● **TASK DETAILS**: Arrange every line of the records below into a Markdown table with two columns, "Row" for the row number and "Text" for the line itself. Leave out any blank lines.

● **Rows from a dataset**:
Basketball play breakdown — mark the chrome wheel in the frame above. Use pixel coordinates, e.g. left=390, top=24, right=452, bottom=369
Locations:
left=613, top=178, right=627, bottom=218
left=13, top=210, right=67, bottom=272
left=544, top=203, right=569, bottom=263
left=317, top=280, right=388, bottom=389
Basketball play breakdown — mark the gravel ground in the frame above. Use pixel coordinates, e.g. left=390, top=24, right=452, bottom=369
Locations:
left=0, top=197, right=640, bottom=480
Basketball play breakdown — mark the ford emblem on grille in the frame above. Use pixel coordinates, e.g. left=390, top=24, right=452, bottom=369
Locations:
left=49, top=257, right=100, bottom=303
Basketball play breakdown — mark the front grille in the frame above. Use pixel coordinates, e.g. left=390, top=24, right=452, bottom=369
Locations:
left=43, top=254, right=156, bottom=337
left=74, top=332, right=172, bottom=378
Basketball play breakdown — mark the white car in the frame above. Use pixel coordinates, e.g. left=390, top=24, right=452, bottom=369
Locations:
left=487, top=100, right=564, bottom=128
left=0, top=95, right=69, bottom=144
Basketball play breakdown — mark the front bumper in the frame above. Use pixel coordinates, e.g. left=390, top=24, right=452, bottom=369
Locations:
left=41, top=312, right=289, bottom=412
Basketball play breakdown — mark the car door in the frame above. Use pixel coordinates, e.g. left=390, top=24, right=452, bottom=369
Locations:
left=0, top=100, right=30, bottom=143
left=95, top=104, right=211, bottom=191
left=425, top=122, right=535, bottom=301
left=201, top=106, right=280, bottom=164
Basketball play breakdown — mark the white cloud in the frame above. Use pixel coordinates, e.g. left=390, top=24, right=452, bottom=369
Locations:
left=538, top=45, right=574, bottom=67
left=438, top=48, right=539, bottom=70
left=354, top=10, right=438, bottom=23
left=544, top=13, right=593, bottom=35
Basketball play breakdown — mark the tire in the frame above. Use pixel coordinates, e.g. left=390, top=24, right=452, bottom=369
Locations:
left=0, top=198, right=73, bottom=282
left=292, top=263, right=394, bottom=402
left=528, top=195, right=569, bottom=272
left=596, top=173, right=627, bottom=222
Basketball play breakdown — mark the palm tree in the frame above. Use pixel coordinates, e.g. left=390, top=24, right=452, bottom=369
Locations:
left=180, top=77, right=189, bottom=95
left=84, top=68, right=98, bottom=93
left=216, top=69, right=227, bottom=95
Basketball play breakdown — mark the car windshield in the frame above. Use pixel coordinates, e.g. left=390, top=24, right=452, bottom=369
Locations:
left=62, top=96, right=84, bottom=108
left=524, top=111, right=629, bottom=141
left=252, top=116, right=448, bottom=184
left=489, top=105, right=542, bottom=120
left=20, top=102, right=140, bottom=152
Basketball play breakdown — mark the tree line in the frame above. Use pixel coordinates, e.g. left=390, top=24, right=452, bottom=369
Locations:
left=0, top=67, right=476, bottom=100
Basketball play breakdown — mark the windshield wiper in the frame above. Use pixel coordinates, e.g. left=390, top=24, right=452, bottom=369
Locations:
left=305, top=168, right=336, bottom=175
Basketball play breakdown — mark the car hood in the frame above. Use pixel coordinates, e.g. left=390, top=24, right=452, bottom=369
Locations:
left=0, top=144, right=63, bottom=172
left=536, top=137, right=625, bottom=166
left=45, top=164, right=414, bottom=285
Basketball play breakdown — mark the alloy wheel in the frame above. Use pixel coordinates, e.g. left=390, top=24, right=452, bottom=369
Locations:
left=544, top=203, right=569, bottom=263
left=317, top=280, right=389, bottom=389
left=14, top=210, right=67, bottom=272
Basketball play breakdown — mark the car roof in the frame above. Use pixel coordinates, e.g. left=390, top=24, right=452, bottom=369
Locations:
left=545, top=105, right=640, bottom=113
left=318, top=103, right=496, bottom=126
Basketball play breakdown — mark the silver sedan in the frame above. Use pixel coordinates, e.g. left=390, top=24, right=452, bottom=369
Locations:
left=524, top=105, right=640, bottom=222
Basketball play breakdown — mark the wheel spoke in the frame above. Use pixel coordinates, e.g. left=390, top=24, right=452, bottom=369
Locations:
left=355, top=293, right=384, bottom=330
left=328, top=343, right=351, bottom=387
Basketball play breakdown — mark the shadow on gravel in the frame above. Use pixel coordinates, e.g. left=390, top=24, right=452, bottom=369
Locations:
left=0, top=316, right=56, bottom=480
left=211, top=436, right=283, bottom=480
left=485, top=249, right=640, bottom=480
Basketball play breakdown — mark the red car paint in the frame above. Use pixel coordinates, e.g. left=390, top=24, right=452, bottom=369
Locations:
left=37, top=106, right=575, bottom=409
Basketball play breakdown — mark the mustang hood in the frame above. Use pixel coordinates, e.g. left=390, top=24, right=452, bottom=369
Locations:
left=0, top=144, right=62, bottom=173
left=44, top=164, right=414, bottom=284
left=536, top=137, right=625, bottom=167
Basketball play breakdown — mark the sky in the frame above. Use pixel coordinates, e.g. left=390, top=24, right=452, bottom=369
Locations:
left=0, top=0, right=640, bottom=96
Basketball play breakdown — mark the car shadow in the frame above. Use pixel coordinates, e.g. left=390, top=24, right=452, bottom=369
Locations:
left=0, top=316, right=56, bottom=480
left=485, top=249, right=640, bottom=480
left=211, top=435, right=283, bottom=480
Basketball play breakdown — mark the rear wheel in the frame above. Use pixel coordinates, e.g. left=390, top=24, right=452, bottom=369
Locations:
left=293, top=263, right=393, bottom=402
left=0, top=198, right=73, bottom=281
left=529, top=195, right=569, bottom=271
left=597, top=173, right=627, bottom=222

● **CORRECT RESULT**:
| Row | Text |
|---|---|
| 1 | Basketball play breakdown — mark the chrome wheel in the frame above. Use pixel coordinates, e.g. left=390, top=24, right=452, bottom=369 |
| 2 | Locations: |
| 3 | left=613, top=178, right=627, bottom=218 |
| 4 | left=13, top=210, right=67, bottom=272 |
| 5 | left=544, top=203, right=569, bottom=263 |
| 6 | left=317, top=280, right=388, bottom=389 |
| 7 | Basketball play breakdown — mark the gravel ground in the frame above. Use pixel coordinates, e.g. left=390, top=24, right=452, bottom=369 |
| 8 | Locations: |
| 9 | left=0, top=197, right=640, bottom=480 |
| 10 | Basketball play breakdown — mark the ford emblem on grille in the frame above. Use pixel coordinates, e.g. left=390, top=24, right=452, bottom=369 |
| 11 | Locations: |
| 12 | left=49, top=257, right=100, bottom=303 |
| 13 | Basketball play breakdown — mark the front grille in the frame above. Use pixel coordinates, e.g. left=390, top=24, right=452, bottom=369 |
| 14 | Locations: |
| 15 | left=43, top=254, right=156, bottom=337 |
| 16 | left=74, top=332, right=172, bottom=378 |
| 17 | Basketball play breakdown — mark the white car in the frame above. Use pixel coordinates, e.g. left=390, top=24, right=452, bottom=369 |
| 18 | Locations: |
| 19 | left=487, top=100, right=564, bottom=128 |
| 20 | left=0, top=95, right=69, bottom=144 |
| 21 | Basketball play breakdown — mark the front bumper in the frame above. Use pixel coordinates, e.g. left=390, top=24, right=452, bottom=369 |
| 22 | Locations: |
| 23 | left=41, top=312, right=289, bottom=412 |
| 24 | Basketball play breakdown — mark the car door in the frame above. Use pixel coordinates, e.g. left=390, top=24, right=452, bottom=369 |
| 25 | Locations: |
| 26 | left=0, top=100, right=30, bottom=143 |
| 27 | left=95, top=104, right=211, bottom=191 |
| 28 | left=425, top=122, right=535, bottom=301 |
| 29 | left=201, top=106, right=280, bottom=164 |
| 30 | Basketball play breakdown — mark the white cloud in the frame above. Use pixel coordinates, e.g. left=390, top=24, right=452, bottom=369 |
| 31 | Locations: |
| 32 | left=538, top=45, right=574, bottom=67 |
| 33 | left=438, top=48, right=539, bottom=70 |
| 34 | left=354, top=10, right=438, bottom=23 |
| 35 | left=544, top=13, right=593, bottom=35 |
| 36 | Basketball play breakdown — mark the tire in the frame above. Use pixel coordinates, e.g. left=390, top=24, right=452, bottom=369 |
| 37 | Locations: |
| 38 | left=0, top=198, right=73, bottom=282 |
| 39 | left=292, top=263, right=394, bottom=402 |
| 40 | left=528, top=195, right=569, bottom=272 |
| 41 | left=596, top=173, right=627, bottom=222 |
| 42 | Basketball play breakdown — mark the palm tree in the frame above. Use pixel coordinates, e.g. left=390, top=24, right=452, bottom=369 |
| 43 | Locations: |
| 44 | left=180, top=77, right=189, bottom=95 |
| 45 | left=84, top=68, right=98, bottom=93 |
| 46 | left=216, top=69, right=227, bottom=95 |
| 47 | Basketball play breakdown — mark the car windshield in the frame above. Use pixel coordinates, e.g. left=390, top=24, right=452, bottom=369 |
| 48 | Locations: |
| 49 | left=62, top=96, right=84, bottom=108 |
| 50 | left=524, top=111, right=629, bottom=141 |
| 51 | left=252, top=116, right=448, bottom=184 |
| 52 | left=489, top=105, right=542, bottom=120 |
| 53 | left=20, top=102, right=140, bottom=152 |
| 54 | Basketball play breakdown — mark the tree line in the frame above. Use pixel coordinates, e.g. left=390, top=24, right=452, bottom=369 |
| 55 | Locations: |
| 56 | left=0, top=67, right=476, bottom=100 |
| 57 | Basketball play breakdown — mark the windshield wiper in the frame above. Use pixel coordinates, e.g. left=390, top=24, right=452, bottom=369 |
| 58 | Locations: |
| 59 | left=305, top=168, right=336, bottom=175 |
| 60 | Basketball play breakdown — mark the car hood in the frame above. Use pixel coordinates, e.g. left=390, top=24, right=452, bottom=369 |
| 61 | Locations: |
| 62 | left=0, top=144, right=63, bottom=172 |
| 63 | left=536, top=137, right=625, bottom=166 |
| 64 | left=45, top=164, right=414, bottom=285 |
| 65 | Basketball play breakdown — mark the alloy wheel in the frame above. Use pixel coordinates, e.g. left=390, top=24, right=452, bottom=369 |
| 66 | Locations: |
| 67 | left=544, top=203, right=569, bottom=263 |
| 68 | left=317, top=280, right=389, bottom=389 |
| 69 | left=14, top=210, right=67, bottom=272 |
| 70 | Basketball play breakdown — mark the car roof in the frame above. Use pixel coordinates, e.g. left=390, top=24, right=452, bottom=369 |
| 71 | Locations: |
| 72 | left=545, top=105, right=640, bottom=113 |
| 73 | left=318, top=103, right=496, bottom=126 |
| 74 | Basketball play breakdown — mark the silver sedan in the frame above. Use pixel coordinates, e.g. left=390, top=24, right=452, bottom=369 |
| 75 | Locations: |
| 76 | left=524, top=105, right=640, bottom=222 |
| 77 | Basketball play breakdown — mark the wheel spoke in the frame above. Use pixel coordinates, e.g. left=390, top=24, right=452, bottom=369 |
| 78 | Locations: |
| 79 | left=355, top=293, right=384, bottom=330 |
| 80 | left=328, top=343, right=351, bottom=387 |
| 81 | Basketball play breakdown — mark the shadow on gravel in the frame above. Use pixel coordinates, e.g. left=390, top=24, right=452, bottom=369 |
| 82 | Locations: |
| 83 | left=0, top=316, right=56, bottom=480 |
| 84 | left=211, top=436, right=283, bottom=480 |
| 85 | left=485, top=249, right=640, bottom=480 |
| 86 | Basketball play breakdown — mark the red car paint in the frame above. Use pixel coordinates, e.g. left=390, top=24, right=452, bottom=369 |
| 87 | Locations: |
| 88 | left=37, top=106, right=575, bottom=409 |
| 89 | Basketball play breakdown — mark the mustang hood in the frame above. Use pixel coordinates, e.g. left=390, top=24, right=452, bottom=369 |
| 90 | Locations: |
| 91 | left=0, top=144, right=62, bottom=173 |
| 92 | left=44, top=164, right=414, bottom=284 |
| 93 | left=536, top=137, right=625, bottom=167 |
| 94 | Basketball play breakdown — mark the sky in the frame above. Use pixel coordinates, e.g. left=390, top=24, right=452, bottom=369 |
| 95 | Locations: |
| 96 | left=0, top=0, right=640, bottom=96 |
| 97 | Basketball play breakdown — mark the car shadow in the frame above. Use pixel coordinates, e.g. left=390, top=24, right=452, bottom=369 |
| 98 | Locations: |
| 99 | left=0, top=316, right=56, bottom=480 |
| 100 | left=485, top=249, right=640, bottom=480 |
| 101 | left=211, top=435, right=283, bottom=480 |
| 102 | Basketball play breakdown — mark the rear wheel in the frame above. Use pixel coordinates, e.g. left=390, top=24, right=452, bottom=369 |
| 103 | Locations: |
| 104 | left=293, top=263, right=393, bottom=402 |
| 105 | left=0, top=198, right=73, bottom=281 |
| 106 | left=529, top=195, right=569, bottom=271 |
| 107 | left=597, top=173, right=627, bottom=222 |